=== Prompt ===
Every line of the listing is returned unchanged, and every picture is dropped.

=== Dataset ===
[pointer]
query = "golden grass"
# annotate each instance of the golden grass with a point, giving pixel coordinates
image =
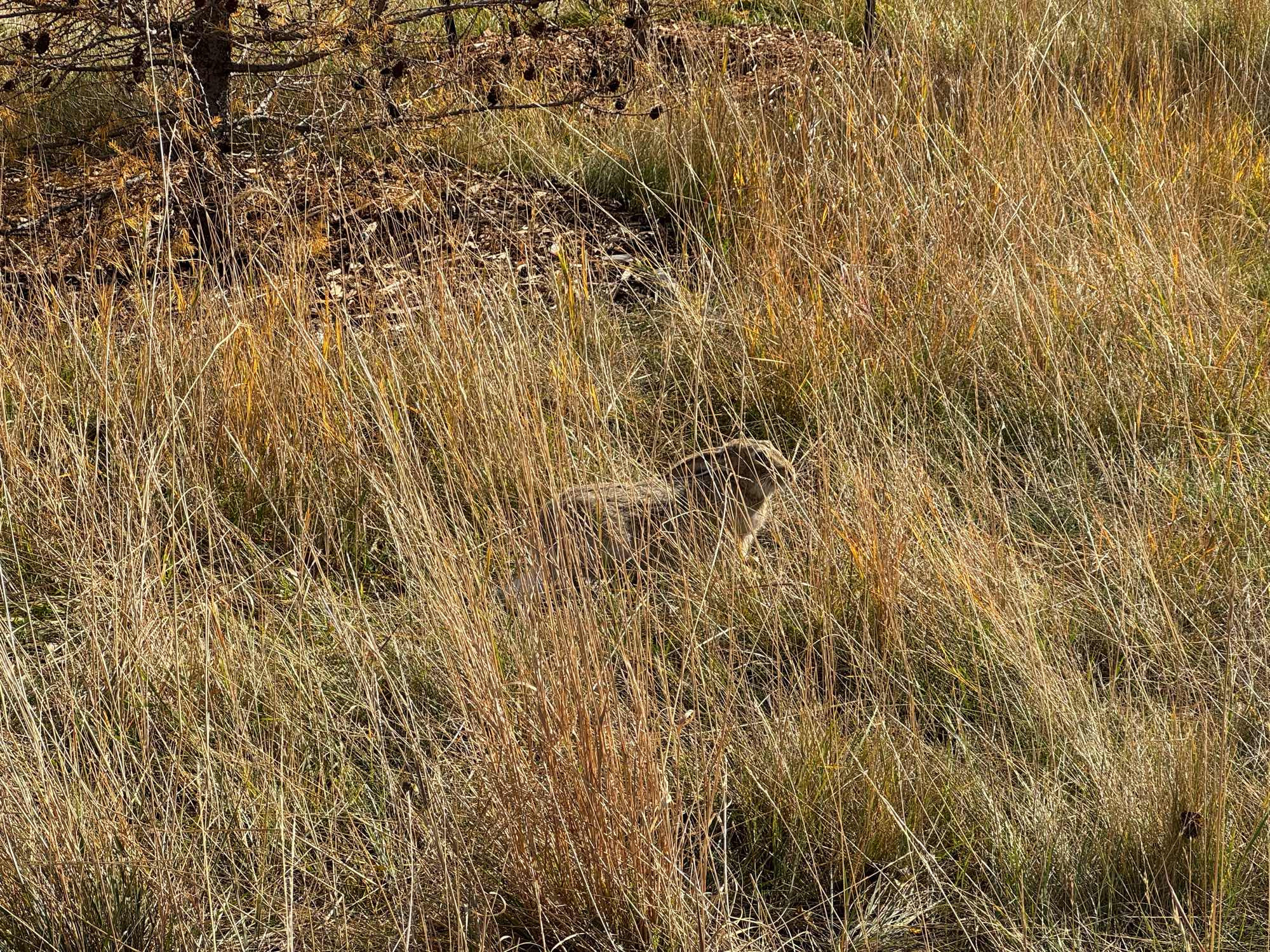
(1003, 289)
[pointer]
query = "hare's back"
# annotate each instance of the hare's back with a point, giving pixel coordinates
(620, 505)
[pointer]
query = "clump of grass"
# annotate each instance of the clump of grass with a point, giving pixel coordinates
(996, 294)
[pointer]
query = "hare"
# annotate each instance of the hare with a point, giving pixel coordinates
(705, 501)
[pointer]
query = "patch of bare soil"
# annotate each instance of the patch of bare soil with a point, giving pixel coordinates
(119, 219)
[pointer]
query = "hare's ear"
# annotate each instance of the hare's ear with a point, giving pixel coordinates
(695, 466)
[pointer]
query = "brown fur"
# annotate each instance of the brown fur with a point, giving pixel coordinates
(704, 501)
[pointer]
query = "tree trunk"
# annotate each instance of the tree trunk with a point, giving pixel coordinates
(208, 41)
(637, 21)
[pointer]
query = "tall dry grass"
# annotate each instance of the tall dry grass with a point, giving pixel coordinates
(1004, 288)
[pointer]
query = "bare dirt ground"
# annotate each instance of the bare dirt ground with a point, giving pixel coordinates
(111, 213)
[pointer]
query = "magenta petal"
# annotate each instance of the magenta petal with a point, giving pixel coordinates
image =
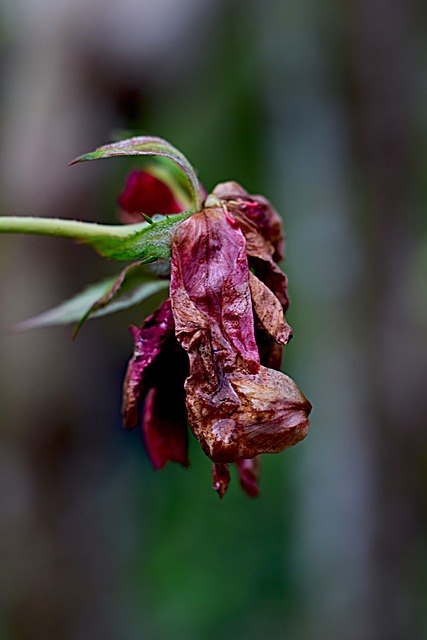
(164, 432)
(221, 478)
(149, 341)
(144, 193)
(248, 475)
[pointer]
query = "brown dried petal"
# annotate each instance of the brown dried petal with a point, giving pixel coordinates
(237, 408)
(248, 476)
(149, 341)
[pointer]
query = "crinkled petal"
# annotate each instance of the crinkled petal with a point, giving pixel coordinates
(257, 210)
(269, 311)
(149, 341)
(144, 193)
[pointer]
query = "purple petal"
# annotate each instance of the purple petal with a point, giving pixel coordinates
(149, 341)
(237, 408)
(165, 429)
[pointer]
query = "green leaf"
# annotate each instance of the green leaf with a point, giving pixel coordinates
(139, 287)
(150, 146)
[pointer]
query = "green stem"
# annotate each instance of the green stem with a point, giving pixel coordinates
(74, 229)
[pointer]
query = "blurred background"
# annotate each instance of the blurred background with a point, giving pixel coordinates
(321, 107)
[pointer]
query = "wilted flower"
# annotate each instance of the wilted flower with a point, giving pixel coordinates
(211, 353)
(146, 194)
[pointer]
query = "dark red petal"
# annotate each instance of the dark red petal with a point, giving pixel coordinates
(165, 429)
(144, 193)
(248, 475)
(221, 478)
(237, 408)
(149, 341)
(256, 209)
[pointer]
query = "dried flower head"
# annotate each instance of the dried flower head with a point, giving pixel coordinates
(211, 353)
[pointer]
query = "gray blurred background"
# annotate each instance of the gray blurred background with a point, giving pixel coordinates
(321, 107)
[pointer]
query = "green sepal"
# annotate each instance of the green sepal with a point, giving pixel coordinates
(150, 146)
(152, 242)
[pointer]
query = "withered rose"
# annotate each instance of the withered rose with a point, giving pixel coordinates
(222, 331)
(210, 356)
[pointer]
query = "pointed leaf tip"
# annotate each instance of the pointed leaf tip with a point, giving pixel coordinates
(149, 146)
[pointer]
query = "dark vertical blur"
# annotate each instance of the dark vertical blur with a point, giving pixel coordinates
(321, 106)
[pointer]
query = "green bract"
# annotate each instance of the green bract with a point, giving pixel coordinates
(138, 244)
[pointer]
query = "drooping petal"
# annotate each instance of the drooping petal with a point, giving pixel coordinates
(248, 475)
(164, 428)
(261, 226)
(164, 418)
(221, 477)
(269, 311)
(144, 193)
(237, 407)
(149, 341)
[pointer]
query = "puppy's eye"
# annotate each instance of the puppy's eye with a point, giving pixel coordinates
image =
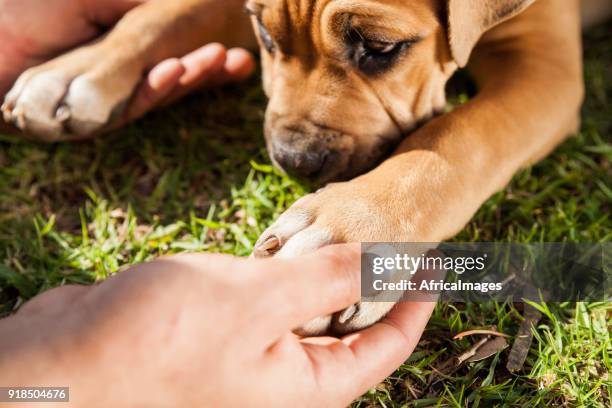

=== Response below ===
[pointer]
query = "golden grass"
# annotate each instance of the golden grass with a point, giving pixel coordinates
image =
(1003, 289)
[pointer]
query = "hare's back"
# annotate each instance of the hare's back with a point, giving pixel coordinates
(620, 505)
[pointer]
query = "clump of grass"
# annotate each instance of the clump of grass with a point, giving pixel coordinates
(996, 294)
[pointer]
query = "hare"
# annotate each instance of the hare with a point, giving pixel coordinates
(705, 501)
[pointer]
query = "patch of bare soil"
# annotate each instance of the patch of bare soil with a point, giving pixel coordinates
(119, 219)
[pointer]
query = "hare's ear"
# annotate each instance of the hare's ear with a point, giving pixel coordinates
(695, 466)
[pointer]
query = "brown fur"
# annotate each instance of the brown fur with a point, giving pixel coordinates
(704, 501)
[pointer]
query = "tree trunk"
# annotate each instance of the tree trunk with a point, giving pixel coordinates
(208, 41)
(637, 21)
[pointer]
query = "tall dry grass"
# annotate each instance of the tall dry grass with a point, giving pixel coordinates
(1004, 288)
[pointer]
query = "bare dirt ground"
# annotate each instance of the bare dirt ground with a point, giving pixel coordinates
(111, 213)
[pointer]
query = "magenta petal"
# annotate each instance of the magenta petal with a point, giving pixel coordinates
image =
(164, 432)
(221, 478)
(149, 341)
(144, 193)
(248, 475)
[pointer]
query = "brown dried petal"
# annotate each instance of the brown dried petal with a point, giving pixel coordinates
(237, 408)
(248, 476)
(149, 341)
[pointer]
query = "crinkled petal"
# annotate each instance of the crinkled petal with a point, giving pixel coordinates
(257, 210)
(269, 311)
(149, 341)
(144, 193)
[pointer]
query = "purple petal"
# annotate each instance of the purple petal with a point, giving pixel coordinates
(149, 341)
(237, 408)
(165, 429)
[pointer]
query = "green leaf"
# annotate each instance of the green leaf with a point, giving pixel coordinates
(139, 287)
(150, 146)
[pointer]
query = "green stem"
# annotate each instance of the green stem with a point, giving pixel coordinates
(74, 229)
[pointer]
query = "blurred background"
# annotate each instance of the blurred background with a point, giving pixel coordinates
(321, 107)
[pointer]
query = "wilted flower"
# annotate each instance of the wilted flower with a point, giving pixel coordinates
(211, 353)
(146, 194)
[pointer]
query = "dark red petal"
# annotate each instance of the dark red petal with a point, giving pixel coordinates
(165, 429)
(144, 193)
(248, 475)
(221, 478)
(237, 408)
(149, 341)
(256, 209)
[pointer]
query = "dried flower head"
# annotate each instance of the dried flower head with a point, giving pixel coordinates
(211, 353)
[pointer]
query = "gray blurred background"
# annotate each instance of the gray blurred background with a point, giving pixel coordinates
(321, 107)
[pointer]
query = "green sepal"
# annotate each instance of the green sepal with a point, giving pixel coordinates
(150, 146)
(152, 242)
[pointer]
query = "withered rose"
# annotate each instance of the withered rose with a point, giving pixel coordinates
(222, 331)
(210, 356)
[pointer]
query = "pointed leaf tip"
# annotate each instance of the pointed leaf tip with a point, giving pixel coordinates
(149, 146)
[pointer]
query = "dark vertical blur"
# annotate each instance of the dark vertical blur with a point, giving pixel coordinates
(321, 106)
[pointer]
query = "green bract"
# annotate each instance of the green bract with a point, giving pixel coordinates
(138, 244)
[pointer]
query = "drooping petal"
# annotate each instance of the drooping petal with a point, giving pixel coordinates
(248, 475)
(164, 428)
(261, 226)
(164, 418)
(221, 477)
(269, 311)
(144, 193)
(237, 407)
(149, 341)
[pointer]
query = "puppy's eye"
# annotate each instance of the puppy's eye with a point, giving pixel coordinates
image =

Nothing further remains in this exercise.